**Required task:**
Put all the records below into a Markdown table with columns No. and Text, giving one numbered row per line and skipping blank lines. Leave the pictures out.

------ Data records ------

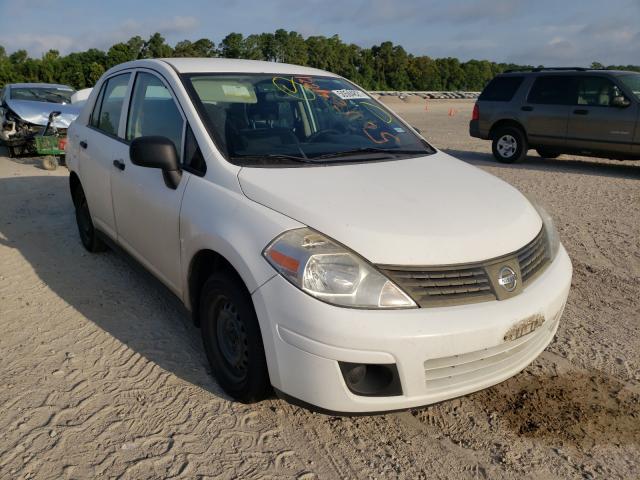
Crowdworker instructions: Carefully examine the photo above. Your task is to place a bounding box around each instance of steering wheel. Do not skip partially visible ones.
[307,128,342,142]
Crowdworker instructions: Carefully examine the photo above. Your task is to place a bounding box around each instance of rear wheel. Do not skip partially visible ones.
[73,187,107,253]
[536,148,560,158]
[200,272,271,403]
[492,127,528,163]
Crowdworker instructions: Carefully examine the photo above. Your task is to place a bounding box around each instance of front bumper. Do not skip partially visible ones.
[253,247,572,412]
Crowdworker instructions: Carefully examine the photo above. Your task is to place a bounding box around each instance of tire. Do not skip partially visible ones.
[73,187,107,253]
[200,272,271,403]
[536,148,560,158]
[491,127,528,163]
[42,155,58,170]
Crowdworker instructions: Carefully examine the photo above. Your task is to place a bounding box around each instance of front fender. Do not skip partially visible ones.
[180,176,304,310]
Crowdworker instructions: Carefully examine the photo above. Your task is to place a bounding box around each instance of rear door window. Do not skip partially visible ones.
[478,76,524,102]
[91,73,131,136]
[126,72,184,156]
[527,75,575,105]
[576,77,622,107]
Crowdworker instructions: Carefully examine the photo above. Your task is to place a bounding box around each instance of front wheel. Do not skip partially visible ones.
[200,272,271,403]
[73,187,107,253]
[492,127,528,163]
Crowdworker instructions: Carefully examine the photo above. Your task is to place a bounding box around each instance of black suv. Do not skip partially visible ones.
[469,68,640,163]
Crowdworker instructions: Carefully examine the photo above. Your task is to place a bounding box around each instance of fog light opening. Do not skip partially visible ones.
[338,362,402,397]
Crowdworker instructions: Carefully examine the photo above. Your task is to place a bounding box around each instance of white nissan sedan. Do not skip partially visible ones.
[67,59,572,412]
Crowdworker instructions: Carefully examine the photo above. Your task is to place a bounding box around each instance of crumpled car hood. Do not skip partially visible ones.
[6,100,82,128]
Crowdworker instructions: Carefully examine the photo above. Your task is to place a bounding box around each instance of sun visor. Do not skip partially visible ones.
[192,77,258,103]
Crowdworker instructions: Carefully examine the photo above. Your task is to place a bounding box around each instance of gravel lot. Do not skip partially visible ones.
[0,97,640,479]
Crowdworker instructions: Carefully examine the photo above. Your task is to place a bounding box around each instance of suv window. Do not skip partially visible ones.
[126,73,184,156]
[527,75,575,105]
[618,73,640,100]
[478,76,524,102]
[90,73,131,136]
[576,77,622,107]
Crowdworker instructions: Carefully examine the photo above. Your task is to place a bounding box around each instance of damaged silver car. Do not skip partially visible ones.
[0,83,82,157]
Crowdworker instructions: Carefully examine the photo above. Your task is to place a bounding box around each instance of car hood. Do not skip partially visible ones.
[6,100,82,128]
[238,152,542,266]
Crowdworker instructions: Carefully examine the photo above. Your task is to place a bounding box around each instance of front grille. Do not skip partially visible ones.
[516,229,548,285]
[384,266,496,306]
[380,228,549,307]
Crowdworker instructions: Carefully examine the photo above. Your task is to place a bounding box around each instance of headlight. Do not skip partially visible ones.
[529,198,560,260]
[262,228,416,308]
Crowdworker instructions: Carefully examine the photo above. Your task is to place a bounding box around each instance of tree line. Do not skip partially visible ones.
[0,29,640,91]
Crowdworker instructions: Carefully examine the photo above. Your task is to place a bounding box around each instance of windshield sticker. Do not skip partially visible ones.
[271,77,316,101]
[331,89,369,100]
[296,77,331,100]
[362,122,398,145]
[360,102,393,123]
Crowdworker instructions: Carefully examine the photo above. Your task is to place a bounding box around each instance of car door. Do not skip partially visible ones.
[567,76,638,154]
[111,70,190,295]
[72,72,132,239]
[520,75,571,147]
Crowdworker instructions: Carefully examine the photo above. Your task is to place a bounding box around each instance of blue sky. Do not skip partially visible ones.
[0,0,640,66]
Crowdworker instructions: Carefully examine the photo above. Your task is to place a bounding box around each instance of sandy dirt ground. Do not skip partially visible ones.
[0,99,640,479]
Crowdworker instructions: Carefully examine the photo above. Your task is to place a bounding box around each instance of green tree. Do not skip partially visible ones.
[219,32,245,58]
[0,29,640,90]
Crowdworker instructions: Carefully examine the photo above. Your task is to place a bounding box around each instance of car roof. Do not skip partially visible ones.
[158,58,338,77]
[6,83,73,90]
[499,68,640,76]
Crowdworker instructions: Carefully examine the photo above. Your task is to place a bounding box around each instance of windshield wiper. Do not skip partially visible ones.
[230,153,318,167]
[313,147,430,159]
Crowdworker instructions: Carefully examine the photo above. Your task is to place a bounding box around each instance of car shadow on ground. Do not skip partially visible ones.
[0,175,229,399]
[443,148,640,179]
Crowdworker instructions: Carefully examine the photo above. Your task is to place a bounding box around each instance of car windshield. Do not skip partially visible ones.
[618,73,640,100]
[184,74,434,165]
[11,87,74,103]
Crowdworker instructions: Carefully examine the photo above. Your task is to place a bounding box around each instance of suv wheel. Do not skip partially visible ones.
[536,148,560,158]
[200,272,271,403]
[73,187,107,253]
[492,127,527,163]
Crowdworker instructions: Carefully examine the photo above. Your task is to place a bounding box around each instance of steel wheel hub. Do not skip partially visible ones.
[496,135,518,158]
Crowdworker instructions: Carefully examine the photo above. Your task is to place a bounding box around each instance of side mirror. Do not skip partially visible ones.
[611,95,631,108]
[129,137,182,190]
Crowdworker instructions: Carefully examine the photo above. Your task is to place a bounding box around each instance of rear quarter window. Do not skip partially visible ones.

------

**Answer below:**
| No. | Text |
|---|---|
| 1 | Crowdworker instructions: Carefully examine the photo above. Your task is to place a bounding box around each instance of steering wheel. Do not skip partially visible ones. |
| 2 | [307,128,342,142] |
| 3 | Crowdworker instructions: Carefully examine the photo above. Your task is to place a bounding box around each instance of rear wheel. Do not skip partially visible ones. |
| 4 | [73,187,107,253] |
| 5 | [536,148,560,158] |
| 6 | [200,272,271,403] |
| 7 | [492,127,528,163] |
| 8 | Crowdworker instructions: Carefully examine the photo above. Your task is to place a bounding box around each instance of front bumper. Do not skip partially visible ones. |
| 9 | [253,247,572,412] |
| 10 | Crowdworker instructions: Carefully examine the photo above. Your task is to place a bounding box around each instance of tire. Do not skip partially visible ones. |
| 11 | [73,187,107,253] |
| 12 | [200,272,271,403] |
| 13 | [536,148,560,158] |
| 14 | [491,127,528,163] |
| 15 | [42,155,58,170] |
| 16 | Crowdworker instructions: Carefully examine the photo above. Your task is to place a bounding box around each instance of front fender. Do not skip partially visible ones. |
| 17 | [180,176,304,310] |
| 18 | Crowdworker instructions: Carefully examine the photo above. Your task is to place a bounding box around each instance of rear door window. Do not skip partially visible ones. |
| 19 | [478,76,524,102] |
| 20 | [91,73,131,136] |
| 21 | [126,72,184,156] |
| 22 | [527,75,575,105] |
| 23 | [576,77,622,107] |
| 24 | Crowdworker instructions: Carefully examine the photo above. Your task is to place a bounding box around each instance of front wheel. Do not skip partially visible ones. |
| 25 | [200,272,271,403] |
| 26 | [73,187,107,253] |
| 27 | [492,127,528,163] |
| 28 | Crowdworker instructions: Carefully examine the photo above. Your task is to place a bounding box around each instance of black suv. Do not skip partially visible ones. |
| 29 | [469,68,640,163] |
| 30 | Crowdworker instructions: Carefully examine the photo above. Your task is to place a bounding box around each instance of fog light opening. Do not skip partially visible ones. |
| 31 | [338,362,402,397] |
| 32 | Crowdworker instructions: Carefully examine the photo above. Your task is to place a bounding box around each instance of white nissan sedan. Do not skip partially visible ones. |
| 33 | [67,59,572,412] |
| 34 | Crowdworker instructions: Carefully examine the photo above. Your task is to place a bounding box around each instance of crumpled car hood. Do not skip partially visible ones. |
| 35 | [6,100,82,128] |
| 36 | Crowdworker instructions: Carefully examine the photo above. Your task is to place a bounding box around each instance of sun visor. Do not skip partially visible ones. |
| 37 | [192,77,258,103] |
| 38 | Crowdworker instructions: Carefully examine the photo above. Your task is to place a bounding box around each instance of gravel lot. Do not skip partially visible ones. |
| 39 | [0,97,640,479] |
| 40 | Crowdworker instructions: Carefully examine the photo above. Your task is to place a bounding box around each instance of suv window. Do not skip partially visible ones. |
| 41 | [126,73,184,156] |
| 42 | [527,75,575,105] |
| 43 | [618,73,640,100] |
| 44 | [478,76,524,102] |
| 45 | [90,73,131,136] |
| 46 | [576,77,622,107] |
| 47 | Crowdworker instructions: Carefully examine the photo above. Your task is to place a bounding box around each instance of damaged silver car. Do not skip partially visible ones. |
| 48 | [0,83,82,157] |
| 49 | Crowdworker instructions: Carefully examine the photo above. Your task is to place a bounding box around each instance of car hood. Do not skip partially visible ones. |
| 50 | [6,100,82,128] |
| 51 | [238,152,542,266] |
| 52 | Crowdworker instructions: Carefully examine the photo above. Your task is to place a bounding box around each instance of front grille. Do not skip partially visible ones. |
| 53 | [516,229,548,285] |
| 54 | [384,266,496,306] |
| 55 | [380,228,549,307] |
| 56 | Crowdworker instructions: Carefully examine the photo above. Your task is to place a bounding box around each instance of headlight. Do not skip partially visible ones. |
| 57 | [529,198,560,260] |
| 58 | [262,228,416,308] |
| 59 | Crowdworker instructions: Carefully examine the photo above. Your task is to place a bounding box around each instance of tree line. Do not skip partially visible ones. |
| 60 | [0,29,640,91] |
| 61 | Crowdworker instructions: Carefully examine the photo above. Your task is to place a bounding box around each instance of windshield sticker. Do not skip partially visible ones. |
| 62 | [271,77,316,101] |
| 63 | [331,89,369,100] |
| 64 | [296,77,331,100] |
| 65 | [362,122,398,145] |
| 66 | [360,102,393,123] |
| 67 | Crowdworker instructions: Carefully examine the photo above. Your task is to place a bounding box around each instance of car door. Do not skip partially visible ones. |
| 68 | [567,76,638,154] |
| 69 | [111,70,190,295] |
| 70 | [72,72,132,239] |
| 71 | [520,75,571,147] |
| 72 | Crowdworker instructions: Carefully examine the photo above. Your task is to place a bounding box around each instance of blue sky. Do not skip partially visible ones. |
| 73 | [0,0,640,66] |
| 74 | Crowdworker instructions: Carefully examine the photo above. Your task is to place a bounding box around each instance of sandy dirt ground. Do not skip partially visible ones. |
| 75 | [0,99,640,479] |
| 76 | Crowdworker instructions: Carefully examine the photo above. Your task is to place a bounding box around each instance of green tree. Do not skip partially visible ones. |
| 77 | [219,32,245,58] |
| 78 | [0,29,640,90] |
| 79 | Crowdworker instructions: Carefully examine the photo above. Your task is to place a bounding box around each instance of car roof. Do not skip partially visible ones. |
| 80 | [158,58,338,77] |
| 81 | [6,83,73,90] |
| 82 | [499,68,640,76] |
| 83 | Crowdworker instructions: Carefully examine the photo above. Your task is to place a bounding box around each instance of windshield wiper. Do not skip partially visible ones. |
| 84 | [230,153,318,167] |
| 85 | [313,147,430,159] |
| 86 | Crowdworker instructions: Carefully examine the photo above. Your task is to place a bounding box around each instance of car shadow on ground. Do not skip partially visible ones. |
| 87 | [0,175,229,399] |
| 88 | [443,148,640,179] |
| 89 | Crowdworker instructions: Carefully examine the photo above. Your task is to place a bounding box around each instance of car windshield. Do not skip partially visible ones. |
| 90 | [618,73,640,100] |
| 91 | [184,74,434,165] |
| 92 | [11,87,74,103] |
| 93 | Crowdworker instructions: Carefully examine the photo above. Your task is to place a bounding box around each instance of suv wheel. Do not skip partially visible ones. |
| 94 | [536,148,560,158] |
| 95 | [200,272,271,403] |
| 96 | [73,187,107,253] |
| 97 | [492,127,527,163] |
| 98 | Crowdworker instructions: Carefully examine the photo above. Your task is to place a bounding box around each instance of steel wheel hub. Do not skip partially visible ones. |
| 99 | [496,135,518,158] |
| 100 | Crowdworker instructions: Carefully examine the photo above. Your task is to place a bounding box around each instance of side mirror. Do not skip partially visible ones. |
| 101 | [611,95,631,108] |
| 102 | [129,137,182,190] |
| 103 | Crowdworker instructions: Carefully examine the photo above. Your task is to place a bounding box around each instance of rear quarter window. Do not skip partially visible ones. |